_Short exercise_
Exactly repeat the full listing that follows.

_Material_
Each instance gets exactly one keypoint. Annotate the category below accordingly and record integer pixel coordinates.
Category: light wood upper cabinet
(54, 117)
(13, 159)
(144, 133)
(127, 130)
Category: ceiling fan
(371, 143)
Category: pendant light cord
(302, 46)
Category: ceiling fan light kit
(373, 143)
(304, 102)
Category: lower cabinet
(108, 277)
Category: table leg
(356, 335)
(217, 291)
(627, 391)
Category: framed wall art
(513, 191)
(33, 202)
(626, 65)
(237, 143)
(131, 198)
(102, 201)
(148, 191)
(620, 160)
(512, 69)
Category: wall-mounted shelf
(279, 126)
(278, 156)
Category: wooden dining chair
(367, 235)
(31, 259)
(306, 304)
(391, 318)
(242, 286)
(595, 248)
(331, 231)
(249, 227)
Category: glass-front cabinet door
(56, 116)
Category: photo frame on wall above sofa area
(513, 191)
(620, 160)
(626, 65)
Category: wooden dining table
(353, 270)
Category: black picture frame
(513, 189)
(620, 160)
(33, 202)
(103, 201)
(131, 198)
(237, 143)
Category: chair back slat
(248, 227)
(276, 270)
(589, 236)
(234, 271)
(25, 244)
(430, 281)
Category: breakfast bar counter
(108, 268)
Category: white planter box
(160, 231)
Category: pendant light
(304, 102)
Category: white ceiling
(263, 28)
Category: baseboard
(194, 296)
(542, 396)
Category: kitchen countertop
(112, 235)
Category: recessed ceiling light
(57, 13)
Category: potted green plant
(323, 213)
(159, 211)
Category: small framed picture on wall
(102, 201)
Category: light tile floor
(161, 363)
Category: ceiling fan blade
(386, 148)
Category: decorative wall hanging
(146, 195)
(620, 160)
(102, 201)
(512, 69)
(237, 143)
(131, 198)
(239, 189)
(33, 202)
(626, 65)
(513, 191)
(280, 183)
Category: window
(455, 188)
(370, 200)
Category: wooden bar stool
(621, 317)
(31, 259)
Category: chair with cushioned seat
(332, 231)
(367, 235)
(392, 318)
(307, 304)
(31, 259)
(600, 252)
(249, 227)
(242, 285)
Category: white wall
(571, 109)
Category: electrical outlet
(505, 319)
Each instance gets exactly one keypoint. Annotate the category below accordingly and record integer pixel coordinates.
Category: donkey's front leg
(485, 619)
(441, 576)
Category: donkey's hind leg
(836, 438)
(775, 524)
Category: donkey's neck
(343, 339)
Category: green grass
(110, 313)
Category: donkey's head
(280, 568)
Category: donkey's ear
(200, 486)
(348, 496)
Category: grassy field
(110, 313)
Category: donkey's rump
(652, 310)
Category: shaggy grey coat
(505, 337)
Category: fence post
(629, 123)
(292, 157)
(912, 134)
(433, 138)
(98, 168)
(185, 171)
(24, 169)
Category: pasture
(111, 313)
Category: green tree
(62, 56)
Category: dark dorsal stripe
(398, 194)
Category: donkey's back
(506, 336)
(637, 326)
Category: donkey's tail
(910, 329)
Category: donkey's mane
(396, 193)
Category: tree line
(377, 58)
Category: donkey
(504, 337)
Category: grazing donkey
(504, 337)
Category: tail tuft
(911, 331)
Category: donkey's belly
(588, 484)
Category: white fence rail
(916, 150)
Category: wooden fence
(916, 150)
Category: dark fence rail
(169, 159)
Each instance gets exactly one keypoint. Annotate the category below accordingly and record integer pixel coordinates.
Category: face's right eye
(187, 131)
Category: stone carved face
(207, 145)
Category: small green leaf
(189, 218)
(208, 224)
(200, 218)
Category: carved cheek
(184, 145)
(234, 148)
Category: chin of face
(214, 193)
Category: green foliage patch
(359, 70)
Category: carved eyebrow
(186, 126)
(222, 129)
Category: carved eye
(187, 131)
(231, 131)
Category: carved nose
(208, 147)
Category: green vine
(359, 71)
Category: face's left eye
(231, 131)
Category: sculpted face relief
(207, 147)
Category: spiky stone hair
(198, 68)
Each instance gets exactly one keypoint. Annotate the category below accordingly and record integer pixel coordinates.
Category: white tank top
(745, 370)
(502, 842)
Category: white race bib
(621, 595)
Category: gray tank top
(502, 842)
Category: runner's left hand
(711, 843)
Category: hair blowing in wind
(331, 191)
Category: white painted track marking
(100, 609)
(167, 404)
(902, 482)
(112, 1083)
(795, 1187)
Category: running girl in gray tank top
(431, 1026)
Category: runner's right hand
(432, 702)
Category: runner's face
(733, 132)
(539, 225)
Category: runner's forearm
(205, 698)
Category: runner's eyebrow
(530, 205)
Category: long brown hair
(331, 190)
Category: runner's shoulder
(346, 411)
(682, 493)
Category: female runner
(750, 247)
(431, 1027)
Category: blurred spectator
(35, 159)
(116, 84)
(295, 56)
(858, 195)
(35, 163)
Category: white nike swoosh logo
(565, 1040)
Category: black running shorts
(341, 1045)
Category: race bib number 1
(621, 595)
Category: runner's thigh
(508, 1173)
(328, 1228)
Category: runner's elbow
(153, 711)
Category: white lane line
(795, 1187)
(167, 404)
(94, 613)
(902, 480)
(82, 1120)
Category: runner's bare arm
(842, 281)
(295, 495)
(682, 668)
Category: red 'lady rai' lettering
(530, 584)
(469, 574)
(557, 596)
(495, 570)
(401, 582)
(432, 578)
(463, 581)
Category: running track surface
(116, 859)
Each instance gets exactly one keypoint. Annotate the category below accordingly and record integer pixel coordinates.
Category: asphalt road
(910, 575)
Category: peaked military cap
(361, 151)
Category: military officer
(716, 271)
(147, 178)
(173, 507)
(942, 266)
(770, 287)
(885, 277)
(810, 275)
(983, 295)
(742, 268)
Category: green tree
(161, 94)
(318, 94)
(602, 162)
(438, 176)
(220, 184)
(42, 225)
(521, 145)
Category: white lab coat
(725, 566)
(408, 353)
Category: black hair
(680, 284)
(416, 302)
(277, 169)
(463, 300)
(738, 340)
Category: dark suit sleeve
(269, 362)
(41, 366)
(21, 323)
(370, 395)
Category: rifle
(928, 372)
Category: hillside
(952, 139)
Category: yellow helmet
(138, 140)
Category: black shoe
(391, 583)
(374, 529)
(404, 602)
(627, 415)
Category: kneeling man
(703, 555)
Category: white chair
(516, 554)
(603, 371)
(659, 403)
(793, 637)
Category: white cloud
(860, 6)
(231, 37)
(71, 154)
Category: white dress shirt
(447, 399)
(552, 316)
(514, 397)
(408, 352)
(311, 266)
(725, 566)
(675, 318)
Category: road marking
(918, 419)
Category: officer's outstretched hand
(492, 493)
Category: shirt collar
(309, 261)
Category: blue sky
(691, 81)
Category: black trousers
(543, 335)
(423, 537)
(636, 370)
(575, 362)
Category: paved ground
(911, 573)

_Exercise output_
Each instance gets exactly one keypoint. Annotate the category below accordingly and record integer pixel coordinates.
Category: light wood upper cabinet
(54, 117)
(13, 159)
(144, 133)
(127, 130)
Category: ceiling fan
(371, 143)
Category: pendant light cord
(302, 46)
Category: ceiling fan light kit
(373, 143)
(304, 102)
Category: lower cabinet
(108, 277)
Category: table leg
(356, 335)
(217, 291)
(627, 391)
Category: framed wall art
(513, 191)
(33, 202)
(626, 65)
(237, 143)
(131, 198)
(102, 201)
(148, 191)
(620, 160)
(512, 69)
Category: wall-mounted shelf
(279, 126)
(278, 156)
Category: wooden dining chair
(367, 235)
(31, 259)
(306, 304)
(391, 318)
(242, 286)
(595, 248)
(331, 231)
(249, 227)
Category: glass-front cabinet door
(56, 116)
Category: photo frame on wall above sofa area
(513, 191)
(620, 160)
(626, 65)
Category: wooden dining table
(353, 270)
Category: black picture frame
(513, 189)
(620, 160)
(33, 202)
(103, 201)
(131, 198)
(237, 143)
Category: chair back slat
(248, 227)
(276, 270)
(589, 236)
(234, 271)
(25, 244)
(430, 281)
Category: breakfast bar counter
(108, 268)
Category: white planter box
(160, 231)
Category: pendant light
(304, 102)
Category: white ceiling
(263, 28)
Category: baseboard
(194, 296)
(542, 396)
Category: kitchen countertop
(112, 235)
Category: recessed ceiling light
(57, 13)
Category: potted green plant
(323, 213)
(159, 211)
Category: small framed picture on wall
(102, 201)
Category: light tile floor
(161, 363)
Category: ceiling fan blade
(386, 148)
Category: decorative wall hanging
(146, 195)
(620, 160)
(102, 201)
(512, 69)
(237, 143)
(131, 198)
(239, 189)
(33, 202)
(626, 65)
(513, 191)
(280, 183)
Category: window
(455, 188)
(370, 200)
Category: wooden bar stool
(621, 317)
(31, 259)
Category: chair with cushioned seat
(332, 231)
(367, 235)
(392, 318)
(307, 304)
(31, 259)
(600, 252)
(249, 227)
(242, 285)
Category: white wall
(571, 109)
Category: electrical outlet
(505, 319)
Each instance gets exactly one keypoint. Annotate the category below accordingly and record integer pixel coordinates.
Category: donkey's front leg
(485, 619)
(441, 576)
Category: donkey's hind leg
(836, 438)
(775, 524)
Category: donkey's neck
(343, 339)
Category: green grass
(110, 313)
Category: donkey's head
(280, 568)
Category: donkey's ear
(200, 486)
(348, 496)
Category: grassy field
(110, 313)
Category: donkey's rump
(652, 310)
Category: shaggy grey coat
(505, 337)
Category: fence post
(629, 123)
(292, 157)
(912, 134)
(433, 138)
(98, 168)
(185, 171)
(24, 169)
Category: pasture
(111, 313)
Category: green tree
(62, 56)
Category: dark dorsal stripe
(398, 194)
Category: donkey's back
(506, 336)
(637, 326)
Category: donkey's tail
(910, 329)
Category: donkey's mane
(396, 193)
Category: tree line
(377, 58)
Category: donkey
(504, 337)
Category: grazing donkey
(504, 337)
Category: tail tuft
(911, 331)
Category: donkey's belly
(588, 484)
Category: white fence rail
(916, 150)
Category: wooden fence
(916, 150)
Category: dark fence rail
(169, 159)
Each instance gets exactly one keypoint. Annotate the category below accordingly and record integer pixel coordinates.
Category: face's right eye
(187, 131)
Category: stone carved face
(207, 145)
Category: small green leaf
(189, 218)
(208, 224)
(200, 218)
Category: carved cheek
(184, 145)
(234, 148)
Category: chin of face
(214, 193)
Category: green foliage patch
(359, 70)
Category: carved eyebrow
(186, 126)
(222, 129)
Category: carved eye
(187, 131)
(231, 131)
Category: carved nose
(208, 147)
Category: green vine
(359, 71)
Category: face's left eye
(231, 131)
Category: sculpted face relief
(207, 147)
Category: spiky stone hair
(198, 68)
Each instance gets exactly one keypoint. Annotate the category below accordingly and record integer pixel coordinates.
Category: white tank top
(745, 370)
(502, 842)
Category: white race bib
(621, 595)
Category: gray tank top
(502, 842)
Category: runner's left hand
(711, 843)
Category: hair blowing in wind
(331, 191)
Category: white painted track marking
(100, 609)
(167, 404)
(902, 482)
(112, 1083)
(795, 1187)
Category: running girl in gray tank top
(431, 1026)
Category: runner's right hand
(432, 702)
Category: runner's face
(733, 132)
(539, 225)
Category: runner's forearm
(205, 698)
Category: runner's eyebrow
(530, 205)
Category: long brown hair
(331, 190)
Category: runner's shoulder
(346, 411)
(682, 493)
Category: female runner
(750, 247)
(431, 1027)
Category: blurred spectator
(35, 159)
(116, 84)
(295, 56)
(858, 195)
(35, 163)
Category: white nike swoosh logo
(565, 1040)
Category: black running shorts
(341, 1045)
Category: race bib number 1
(621, 595)
Category: runner's thigh
(508, 1173)
(328, 1228)
Category: runner's elbow
(153, 711)
Category: white lane line
(795, 1187)
(167, 404)
(94, 613)
(902, 480)
(82, 1120)
Category: runner's bare arm
(842, 281)
(295, 495)
(682, 668)
Category: red 'lady rai' lettering
(530, 584)
(469, 574)
(557, 596)
(495, 570)
(401, 582)
(432, 578)
(463, 581)
Category: running track surface
(116, 859)
Each instance gets exactly one keypoint. Annotate the category below accordingly and record integer pixel coordinates.
Category: asphalt road
(910, 575)
Category: peaked military cap
(361, 151)
Category: military officer
(716, 271)
(147, 178)
(173, 507)
(942, 266)
(770, 287)
(885, 277)
(810, 275)
(983, 295)
(742, 268)
Category: green tree
(161, 94)
(318, 94)
(602, 162)
(438, 176)
(220, 184)
(42, 225)
(521, 145)
Category: white lab coat
(725, 566)
(408, 353)
Category: black hair
(680, 284)
(416, 302)
(277, 169)
(463, 300)
(738, 340)
Category: dark suit sleeve
(269, 362)
(41, 366)
(21, 323)
(370, 395)
Category: rifle
(928, 372)
Category: hillside
(952, 139)
Category: yellow helmet
(138, 140)
Category: black shoe
(391, 583)
(374, 529)
(404, 602)
(627, 415)
Category: kneeling man
(703, 555)
Category: white chair
(516, 554)
(603, 371)
(659, 403)
(793, 637)
Category: white cloud
(860, 6)
(231, 37)
(71, 154)
Category: white dress shirt
(447, 399)
(552, 316)
(514, 397)
(408, 352)
(311, 266)
(725, 566)
(675, 318)
Category: road marking
(918, 419)
Category: officer's outstretched hand
(492, 493)
Category: shirt collar
(309, 261)
Category: blue sky
(691, 81)
Category: black trousers
(543, 335)
(423, 537)
(636, 370)
(575, 362)
Category: paved ground
(911, 573)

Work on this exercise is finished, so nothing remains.